(TASK ITEM):
Each line containing the word "window" must be copied from the material below.

Segment Start: INPUT RECORDS

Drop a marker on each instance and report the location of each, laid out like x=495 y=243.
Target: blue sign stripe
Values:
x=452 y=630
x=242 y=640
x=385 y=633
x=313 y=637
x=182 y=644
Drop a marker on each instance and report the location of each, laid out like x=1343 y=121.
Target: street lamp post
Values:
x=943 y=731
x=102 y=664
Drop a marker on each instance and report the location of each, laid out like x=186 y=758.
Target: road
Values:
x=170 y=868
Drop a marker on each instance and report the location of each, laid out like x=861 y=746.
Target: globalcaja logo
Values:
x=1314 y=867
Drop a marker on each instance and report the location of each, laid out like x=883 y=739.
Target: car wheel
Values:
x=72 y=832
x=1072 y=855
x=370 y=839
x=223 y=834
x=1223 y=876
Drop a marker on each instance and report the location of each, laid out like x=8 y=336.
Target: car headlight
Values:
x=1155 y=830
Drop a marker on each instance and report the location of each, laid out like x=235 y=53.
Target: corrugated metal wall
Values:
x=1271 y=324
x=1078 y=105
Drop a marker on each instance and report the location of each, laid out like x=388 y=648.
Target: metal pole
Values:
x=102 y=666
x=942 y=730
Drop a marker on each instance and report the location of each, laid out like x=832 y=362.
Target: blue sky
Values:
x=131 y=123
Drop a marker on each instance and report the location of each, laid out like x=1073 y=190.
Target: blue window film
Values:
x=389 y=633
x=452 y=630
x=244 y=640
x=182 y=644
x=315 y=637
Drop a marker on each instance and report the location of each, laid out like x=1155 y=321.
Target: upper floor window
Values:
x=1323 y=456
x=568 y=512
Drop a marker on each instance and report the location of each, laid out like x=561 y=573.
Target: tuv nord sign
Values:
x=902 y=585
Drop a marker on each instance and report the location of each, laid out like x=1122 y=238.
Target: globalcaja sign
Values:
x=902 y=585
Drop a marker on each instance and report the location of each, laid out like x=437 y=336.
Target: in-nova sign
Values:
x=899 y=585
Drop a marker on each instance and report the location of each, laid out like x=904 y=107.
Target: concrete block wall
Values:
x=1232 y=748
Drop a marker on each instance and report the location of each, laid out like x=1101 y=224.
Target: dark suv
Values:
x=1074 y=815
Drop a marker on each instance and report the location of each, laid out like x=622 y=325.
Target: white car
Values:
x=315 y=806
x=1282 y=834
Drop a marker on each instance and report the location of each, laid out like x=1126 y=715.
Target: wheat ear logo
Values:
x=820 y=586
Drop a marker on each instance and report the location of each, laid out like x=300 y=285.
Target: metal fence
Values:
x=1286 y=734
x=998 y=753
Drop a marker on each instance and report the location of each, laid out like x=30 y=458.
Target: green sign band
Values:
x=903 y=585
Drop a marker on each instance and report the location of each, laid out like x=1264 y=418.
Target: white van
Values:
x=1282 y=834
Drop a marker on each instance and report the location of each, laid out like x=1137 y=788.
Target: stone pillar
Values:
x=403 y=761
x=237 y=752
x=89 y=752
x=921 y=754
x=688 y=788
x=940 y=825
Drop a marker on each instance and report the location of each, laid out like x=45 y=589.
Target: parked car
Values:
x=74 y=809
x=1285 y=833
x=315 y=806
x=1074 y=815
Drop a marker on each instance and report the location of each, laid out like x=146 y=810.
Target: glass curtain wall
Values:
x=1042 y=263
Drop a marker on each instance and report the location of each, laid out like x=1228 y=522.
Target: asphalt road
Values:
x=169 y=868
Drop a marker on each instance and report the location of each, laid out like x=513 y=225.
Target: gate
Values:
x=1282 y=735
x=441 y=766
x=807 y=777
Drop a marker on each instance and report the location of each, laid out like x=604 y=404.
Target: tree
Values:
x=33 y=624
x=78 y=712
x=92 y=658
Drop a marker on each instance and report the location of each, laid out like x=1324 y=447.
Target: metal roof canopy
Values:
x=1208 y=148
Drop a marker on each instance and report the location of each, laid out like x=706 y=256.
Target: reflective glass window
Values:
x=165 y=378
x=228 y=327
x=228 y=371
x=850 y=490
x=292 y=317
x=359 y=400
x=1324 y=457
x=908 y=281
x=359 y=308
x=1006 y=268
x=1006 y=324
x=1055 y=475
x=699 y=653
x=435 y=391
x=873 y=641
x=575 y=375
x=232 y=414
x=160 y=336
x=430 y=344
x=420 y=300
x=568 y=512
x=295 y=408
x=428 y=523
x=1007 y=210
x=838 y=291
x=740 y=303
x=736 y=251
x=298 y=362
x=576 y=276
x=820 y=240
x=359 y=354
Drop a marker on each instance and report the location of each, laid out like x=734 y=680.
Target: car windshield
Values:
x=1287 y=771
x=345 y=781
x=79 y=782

Segment End: INPUT RECORDS

(RESULT BELOW):
Target: blue window film
Target: upper floor window
Target: reflective glass window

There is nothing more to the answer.